§ What you will do: Revise the material below by replacing "species count" with "inventory" wherever it appears, keeping everything else unchanged.
▬▬▬
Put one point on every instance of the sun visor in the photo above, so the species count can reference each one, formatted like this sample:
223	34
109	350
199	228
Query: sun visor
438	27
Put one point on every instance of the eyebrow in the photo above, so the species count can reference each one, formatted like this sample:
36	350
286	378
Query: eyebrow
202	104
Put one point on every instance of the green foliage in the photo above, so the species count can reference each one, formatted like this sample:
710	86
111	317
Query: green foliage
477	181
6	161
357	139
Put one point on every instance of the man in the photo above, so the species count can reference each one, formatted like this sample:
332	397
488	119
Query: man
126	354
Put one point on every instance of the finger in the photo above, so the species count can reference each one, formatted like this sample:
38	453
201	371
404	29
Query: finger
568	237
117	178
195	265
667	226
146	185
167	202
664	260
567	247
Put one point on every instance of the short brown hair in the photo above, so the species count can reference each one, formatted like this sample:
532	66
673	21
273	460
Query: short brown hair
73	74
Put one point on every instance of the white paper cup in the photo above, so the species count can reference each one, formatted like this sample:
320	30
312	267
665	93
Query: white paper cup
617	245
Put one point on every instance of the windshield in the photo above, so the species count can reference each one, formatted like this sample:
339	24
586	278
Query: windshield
▬▬▬
§ The response:
Put one point on every instance of the sun visor in the photo above, so the inventory can reference each one, formatted like this sample:
223	34
109	350
199	228
Query: sun visor
438	27
Put one point on every instance of the eyebrow in the photo above, so the inventory can reference each one, formatted like this sample:
36	350
286	378
Query: eyebrow
202	104
Put one point on every instance of the green foliage in the photo above, so the inventory can reference each one, formatted like this sample:
710	86
111	317
Query: green foliage
477	181
6	161
357	139
Put one point on every instance of the man in the photo above, so the inventory can reference each one, formatted like this sample:
332	397
488	119
Query: man
126	354
Put one point on every instance of the finger in the photo above, so the inventory can reference each one, formatted like this sample:
38	453
201	371
404	29
Query: finger
568	237
117	178
195	265
667	226
146	185
167	202
664	260
567	247
Put one point on every instance of the short brown hair in the photo above, so the inventory can reference each one, formatted like this sample:
532	66
673	21
273	460
Query: short brown hair
73	74
Put one point on every instance of the white paper cup in the photo above, so the inventory can reference each one, formatted like this sample:
320	30
312	267
665	93
Query: white paper cup
617	245
Put one point on every instance of the windshield in the photo above, so the inventory can reference each one, formatted like this sample:
339	24
586	278
Query: windshield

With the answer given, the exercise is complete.